Extrait choisi ▸
- - - - - - -
Alfred North Whitehead mathématicien et philosophe qui vécu au début du 20e siècle, auteur de "Le concept de nature", publié en 1920,  a déployé dans cet ouvrage  une conception tout à fait nouvelle et étrange, et même bouleversante, de la nature et de sa philosophie.
Le titre peut amener à penser qu'il traite de minéraux, d'animaux, ou de végétaux, or chez Whitehead la "philosophie naturelle" ou "la science de la nature" rompt avec la tradition grecque ou classique. Pas de vie grouillante ou rampante, pas d'oiseaux aux plumes chatoyantes, pas de mollusques étranges à disséquer ou à classer dans cette nature, le concept de nature de Whitehead sera défini de manière beaucoup plus globale:
"La nature est ce que nous observons dans la perception par les sens"
Autrement dit la nature sera la totalité du réel, et ne sera pas opposée à l'artifice ou à la culture , dichotomie habituellement consacrée .
Pour Whitehead nous avons une conscience sensible qui rassemble des perceptions, ces perceptions ne sont pas la pensée. Jusqu'ici sa doctrine apparemment s'accorde avec celle de Kant :
"c’est au moyen de la sensibilité que des objets sont nous donnés, seule elle nous fournit des intuitions." (Esthétique Transcendantale, CRP ). Whitehead ajoute aussitôt que la science naturelle "ne s'occupe pas de la conscience sensible elle-même", c'est à dire que la science doit refuser de prendre pour objet cette conscience, mais plutôt s'attacher à décrire la nature elle même, indépendamment de l'analyse de la sensibilité. Son analyse ne poursuit donc pas le même but que la philosophie critique de Kant dans la Critique de la Raison pure, son objet n'est pas la raison , la connaissance ou la métaphysique mais la nature.
Pour lui, la conscience sensible révèle des "facteurs" hors de nous, qui sont interprétés par la pensée comme des "choses" ou "entités". Un facteur qui apparaît à la conscience sensible sera par exemple "le rouge", mais ce facteur n'existera que comme entité "rouge" sans contenu pour la pensée. 
Ce modèle s'oppose totalement à Kant pour qui le concept de rouge est fourni par l'entendement et non par la sensation: "des pensées sans contenu sont vides et des intuitions sans concepts sont aveugles" , affirme-t-il.(Logique transcendantale, CRP)
- - - - - - -
Données d'annotation pour la localisation d'objets:
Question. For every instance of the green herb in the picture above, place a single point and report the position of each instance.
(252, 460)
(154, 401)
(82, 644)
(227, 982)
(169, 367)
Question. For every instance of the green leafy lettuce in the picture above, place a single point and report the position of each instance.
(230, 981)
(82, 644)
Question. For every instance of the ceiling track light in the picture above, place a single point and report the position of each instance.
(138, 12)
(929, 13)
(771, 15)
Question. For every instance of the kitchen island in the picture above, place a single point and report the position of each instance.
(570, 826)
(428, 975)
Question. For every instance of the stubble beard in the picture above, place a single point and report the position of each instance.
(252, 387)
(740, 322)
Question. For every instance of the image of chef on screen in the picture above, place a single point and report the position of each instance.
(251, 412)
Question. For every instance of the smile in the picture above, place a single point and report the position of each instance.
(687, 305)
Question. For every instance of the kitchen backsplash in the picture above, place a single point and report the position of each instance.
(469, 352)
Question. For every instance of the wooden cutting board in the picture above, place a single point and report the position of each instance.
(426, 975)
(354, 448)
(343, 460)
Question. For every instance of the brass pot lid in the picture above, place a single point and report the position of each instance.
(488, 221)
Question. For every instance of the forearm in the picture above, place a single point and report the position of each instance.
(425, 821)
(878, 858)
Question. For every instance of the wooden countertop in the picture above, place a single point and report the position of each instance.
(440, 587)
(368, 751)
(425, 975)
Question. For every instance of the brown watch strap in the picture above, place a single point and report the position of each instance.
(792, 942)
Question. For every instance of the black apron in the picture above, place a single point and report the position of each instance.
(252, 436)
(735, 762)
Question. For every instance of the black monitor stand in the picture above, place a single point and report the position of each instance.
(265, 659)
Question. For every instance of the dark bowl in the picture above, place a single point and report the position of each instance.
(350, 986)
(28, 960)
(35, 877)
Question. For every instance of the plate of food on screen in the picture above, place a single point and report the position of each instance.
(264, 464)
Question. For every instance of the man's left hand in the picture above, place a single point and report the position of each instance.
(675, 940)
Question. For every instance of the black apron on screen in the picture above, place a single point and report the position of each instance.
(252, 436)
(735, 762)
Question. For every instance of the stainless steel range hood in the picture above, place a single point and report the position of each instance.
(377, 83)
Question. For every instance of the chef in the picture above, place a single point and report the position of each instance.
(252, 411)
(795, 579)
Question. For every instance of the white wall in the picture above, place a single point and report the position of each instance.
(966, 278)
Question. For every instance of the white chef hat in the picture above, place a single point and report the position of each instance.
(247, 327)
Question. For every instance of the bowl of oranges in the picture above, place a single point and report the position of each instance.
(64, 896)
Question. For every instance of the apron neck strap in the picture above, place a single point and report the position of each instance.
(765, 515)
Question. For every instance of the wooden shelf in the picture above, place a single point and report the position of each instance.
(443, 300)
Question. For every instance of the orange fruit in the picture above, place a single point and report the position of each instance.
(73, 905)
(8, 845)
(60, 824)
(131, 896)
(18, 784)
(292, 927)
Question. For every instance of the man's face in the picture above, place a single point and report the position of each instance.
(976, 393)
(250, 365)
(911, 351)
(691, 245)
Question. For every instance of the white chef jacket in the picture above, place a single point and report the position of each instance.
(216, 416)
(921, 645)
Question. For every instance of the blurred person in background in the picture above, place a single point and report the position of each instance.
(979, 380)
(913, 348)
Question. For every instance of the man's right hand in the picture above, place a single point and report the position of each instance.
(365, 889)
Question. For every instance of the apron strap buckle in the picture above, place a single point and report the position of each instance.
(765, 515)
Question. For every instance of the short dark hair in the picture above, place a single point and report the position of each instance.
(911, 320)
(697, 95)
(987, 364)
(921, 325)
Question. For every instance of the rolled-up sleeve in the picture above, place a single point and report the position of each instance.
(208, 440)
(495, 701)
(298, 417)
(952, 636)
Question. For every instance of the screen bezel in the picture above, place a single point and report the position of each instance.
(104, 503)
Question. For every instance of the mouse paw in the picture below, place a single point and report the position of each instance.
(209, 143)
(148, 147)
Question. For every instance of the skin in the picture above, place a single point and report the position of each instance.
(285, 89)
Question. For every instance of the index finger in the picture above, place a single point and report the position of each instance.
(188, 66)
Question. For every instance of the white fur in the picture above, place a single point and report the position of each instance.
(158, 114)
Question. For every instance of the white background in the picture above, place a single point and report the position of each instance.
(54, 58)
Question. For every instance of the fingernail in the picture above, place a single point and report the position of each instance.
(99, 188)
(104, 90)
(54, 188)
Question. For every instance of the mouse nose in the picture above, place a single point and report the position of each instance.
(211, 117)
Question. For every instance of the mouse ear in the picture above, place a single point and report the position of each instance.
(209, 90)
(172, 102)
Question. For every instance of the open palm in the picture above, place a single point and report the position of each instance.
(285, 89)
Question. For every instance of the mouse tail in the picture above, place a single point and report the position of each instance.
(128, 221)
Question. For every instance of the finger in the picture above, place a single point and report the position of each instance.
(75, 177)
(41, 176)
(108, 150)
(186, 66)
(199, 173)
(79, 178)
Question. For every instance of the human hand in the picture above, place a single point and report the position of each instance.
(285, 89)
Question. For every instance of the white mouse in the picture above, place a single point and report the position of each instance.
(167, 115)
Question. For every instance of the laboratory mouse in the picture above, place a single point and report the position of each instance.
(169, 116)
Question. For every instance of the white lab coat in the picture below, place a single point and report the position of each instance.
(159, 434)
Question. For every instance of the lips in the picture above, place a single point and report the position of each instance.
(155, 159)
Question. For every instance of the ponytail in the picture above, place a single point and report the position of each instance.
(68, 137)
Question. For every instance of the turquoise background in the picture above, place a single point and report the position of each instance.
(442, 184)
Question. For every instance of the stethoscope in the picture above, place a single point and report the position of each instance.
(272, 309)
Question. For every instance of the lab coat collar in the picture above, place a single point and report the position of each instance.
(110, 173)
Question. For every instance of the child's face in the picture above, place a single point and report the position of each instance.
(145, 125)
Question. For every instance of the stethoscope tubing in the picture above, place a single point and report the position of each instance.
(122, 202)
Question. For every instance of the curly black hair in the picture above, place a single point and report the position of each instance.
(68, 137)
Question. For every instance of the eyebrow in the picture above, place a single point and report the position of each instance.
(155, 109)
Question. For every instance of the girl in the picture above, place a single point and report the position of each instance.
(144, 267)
- - - - - - -
Problème posé ▸
Recopiez l'extrait sur Whitehead en partant de "Pour lui, la" et en terminant par "affirme-t-il.(Logique transcendantale, CRP)", mais substituez "l'imagination" à "l'entendement". Appuyez-vous uniquement sur l'extrait.

Réponse correcte ▸
Pour lui, la conscience sensible révèle des "facteurs" hors de nous, qui sont interprétés par la pensée comme des "choses" ou "entités". Un facteur qui apparaît à la conscience sensible sera par exemple "le rouge", mais ce facteur n'existera que comme entité "rouge" sans contenu pour la pensée. 
Ce modèle s'oppose totalement à Kant pour qui le concept de rouge est fourni par l'imagination et non par la sensation: "des pensées sans contenu sont vides et des intuitions sans concepts sont aveugles" , affirme-t-il.(Logique transcendantale, CRP)